Reproduce every one of the rows below verbatim, omitting the pictures from your copy.

* [PROVIDED DATA]
※
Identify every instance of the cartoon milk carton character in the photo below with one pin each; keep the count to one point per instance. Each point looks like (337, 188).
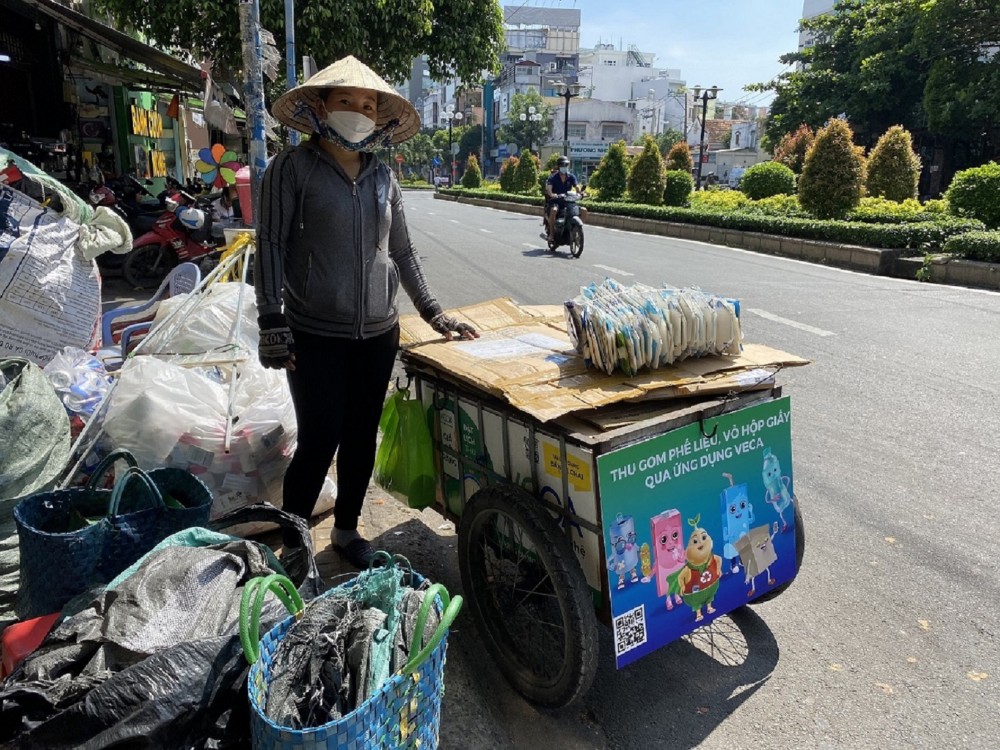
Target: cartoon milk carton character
(668, 547)
(737, 515)
(757, 553)
(624, 557)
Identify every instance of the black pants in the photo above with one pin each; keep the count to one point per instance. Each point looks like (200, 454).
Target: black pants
(338, 388)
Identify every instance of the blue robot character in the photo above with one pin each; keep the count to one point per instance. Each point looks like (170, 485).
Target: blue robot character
(777, 488)
(737, 515)
(624, 557)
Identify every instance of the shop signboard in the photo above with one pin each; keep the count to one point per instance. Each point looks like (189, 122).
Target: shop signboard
(697, 522)
(588, 149)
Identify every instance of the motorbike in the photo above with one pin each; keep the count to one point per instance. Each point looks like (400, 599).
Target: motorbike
(183, 232)
(569, 224)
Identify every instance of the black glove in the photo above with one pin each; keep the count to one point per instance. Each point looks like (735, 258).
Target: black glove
(444, 323)
(276, 348)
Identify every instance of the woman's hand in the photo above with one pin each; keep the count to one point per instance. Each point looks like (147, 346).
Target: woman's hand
(449, 327)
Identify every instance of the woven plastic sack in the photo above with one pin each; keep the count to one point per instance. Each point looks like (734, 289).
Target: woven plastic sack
(34, 433)
(64, 552)
(403, 712)
(404, 462)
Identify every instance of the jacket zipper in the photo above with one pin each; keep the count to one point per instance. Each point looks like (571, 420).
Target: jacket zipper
(362, 303)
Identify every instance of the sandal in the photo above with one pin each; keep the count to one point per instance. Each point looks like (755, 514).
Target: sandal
(358, 552)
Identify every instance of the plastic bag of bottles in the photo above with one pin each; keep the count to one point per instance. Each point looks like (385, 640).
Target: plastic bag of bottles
(79, 379)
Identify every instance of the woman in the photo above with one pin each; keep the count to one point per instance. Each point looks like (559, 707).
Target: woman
(332, 251)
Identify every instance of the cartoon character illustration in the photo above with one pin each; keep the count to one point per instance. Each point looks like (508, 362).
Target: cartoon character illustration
(668, 544)
(624, 557)
(737, 515)
(699, 578)
(776, 487)
(645, 562)
(758, 555)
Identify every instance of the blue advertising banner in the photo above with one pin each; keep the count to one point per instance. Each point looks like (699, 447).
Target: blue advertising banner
(697, 522)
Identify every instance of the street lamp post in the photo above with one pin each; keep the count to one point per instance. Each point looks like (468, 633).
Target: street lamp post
(530, 116)
(705, 96)
(567, 92)
(451, 116)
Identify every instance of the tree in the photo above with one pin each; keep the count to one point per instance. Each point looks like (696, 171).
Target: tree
(614, 173)
(646, 179)
(667, 139)
(527, 133)
(833, 175)
(472, 178)
(679, 184)
(679, 158)
(508, 174)
(893, 169)
(386, 36)
(526, 175)
(766, 179)
(792, 148)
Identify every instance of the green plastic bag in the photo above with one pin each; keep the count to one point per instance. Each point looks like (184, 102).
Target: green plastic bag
(404, 463)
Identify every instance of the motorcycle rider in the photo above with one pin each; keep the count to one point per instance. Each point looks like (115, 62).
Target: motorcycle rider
(560, 183)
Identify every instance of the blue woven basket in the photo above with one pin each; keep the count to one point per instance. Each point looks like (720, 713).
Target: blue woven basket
(404, 713)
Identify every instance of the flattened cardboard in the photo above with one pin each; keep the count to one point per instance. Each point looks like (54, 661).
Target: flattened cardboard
(524, 356)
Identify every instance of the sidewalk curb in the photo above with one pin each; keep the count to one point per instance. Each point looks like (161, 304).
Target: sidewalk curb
(897, 263)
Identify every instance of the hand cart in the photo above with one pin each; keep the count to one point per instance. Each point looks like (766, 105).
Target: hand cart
(655, 518)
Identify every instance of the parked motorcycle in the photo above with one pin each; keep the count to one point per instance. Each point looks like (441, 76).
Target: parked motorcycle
(569, 225)
(183, 232)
※
* [SOLUTION BELOW]
Identify every instance of the cartoon milk carton character in the photo below with one pin each; keep the count to one point per instance. Each point looks like (337, 188).
Target: cartoon milk carton character
(668, 547)
(737, 515)
(757, 553)
(624, 557)
Identify every instance of the black pants in the photo above with one pin each; keep the count to one point per instance. Each point looks like (200, 454).
Target: black pants
(338, 388)
Identify every instance of the blue robot character in the photo above with one pin each; keep the count to one point per instance. Each point looks like (170, 485).
Target: blue robot character
(777, 488)
(737, 515)
(624, 557)
Identify every instance of the shop signboard in the photo above with one pin each; keep the count to one point per instance. Each point looks like (189, 122).
Target: shop signboard
(697, 522)
(588, 149)
Identify every instance of the motorbike in the photo above with one pin each; keep the count to one point per instance. Each point looks like (400, 599).
Target: motorbike
(183, 232)
(569, 224)
Identify every instance of the black glove in the photo above with one pin each; keep the count to one point per instance. Each point looks like (735, 258).
Target: black glove
(444, 323)
(276, 348)
Identify every instance of the woman's hand in the photo above with one pin each; keep the count to one point per instance. Each point looks like (147, 346).
Target: woman's hand
(449, 327)
Identify every instance of the woven plastic sack in the photo above with one pin each; keep the count to one point per instance. Each point looks like (734, 289).
Target: woven plastic sack
(34, 433)
(64, 552)
(403, 712)
(404, 462)
Identify every instance of the jacket zipper in the photo above with one pin each; keep the count to one point per instance. Each point looks like (571, 420).
Target: jacket zipper
(362, 303)
Identify every instance of the sandal in the photo above with one pin each; keep the count to one point per instance. Each point looks like (755, 514).
Target: sandal
(358, 552)
Identify every instance of the plastic bag of bottles in the photo above with one pin each; keep the count to one point per instance. Each point looks like (385, 640).
Target: plastic bag of bottles
(79, 379)
Identify every instance of the woman in the photo above with one pin each; keep the count to one point per instance. Each point looks like (559, 707).
Target: woman
(332, 251)
Identify every instance of the cartoon character illustration in the photo above with one pin each; keep the count to one point per instance. Each point looks like (508, 362).
Target: cartoon character illustration
(668, 544)
(624, 557)
(737, 515)
(699, 578)
(776, 487)
(645, 562)
(758, 555)
Identify every instance of the blue advertising banner in the photo above with one pin each; keep the count to one point per instance. Each point looks like (699, 447).
Target: blue advertising banner
(697, 522)
Identify every instance of the street lamp post in the photo above with one pin each; keep the count to one point per instance. Each point looks like (468, 633).
Target: street lamp post
(530, 116)
(705, 96)
(567, 92)
(451, 116)
Identify every instance of the tree in the photo above with one pin each; keep the count to one point per instance. Each point looks like (696, 171).
Target: tree
(614, 173)
(646, 179)
(667, 139)
(527, 133)
(833, 175)
(472, 178)
(679, 184)
(679, 158)
(508, 174)
(893, 169)
(386, 36)
(526, 175)
(766, 179)
(792, 148)
Identify every instance of the green plastic bag in the photo above with one pin each; keep the count to one point per instance. Each point looks like (184, 102).
Target: green plastic bag
(404, 463)
Identify every instance of the motorcycle rider in the photo above with one pin each; keep the count to one point per instance. Each point looks like (115, 62).
Target: motorcycle rider
(560, 183)
Identify every instance of the blue woven basket in the photo above with one pin each; keep the count to one point per instance. Each point looks like (720, 713).
Target: blue woven basket
(404, 713)
Identify every instance of the flattened cardboard in the photo above with one pin each; keep the count to one point per instance. Each point looks like (54, 661).
Target: flattened cardboard
(524, 356)
Identify every instance of the sidewalk curb in the photo above with one pin each; keep the count to one point per instance. Each point looks like (161, 304).
Target: sidewalk curb
(897, 263)
Identify every instance of the hand cart in the photo above with one pin each; keep the count to one point per instance. Each point looks like (766, 105).
Target: hand cart
(655, 518)
Identify every instance of the parked motorcycle in the photo above with one pin each; keep the count to one point per instance. Each point looks like (441, 76).
Target: parked motorcycle
(569, 225)
(183, 232)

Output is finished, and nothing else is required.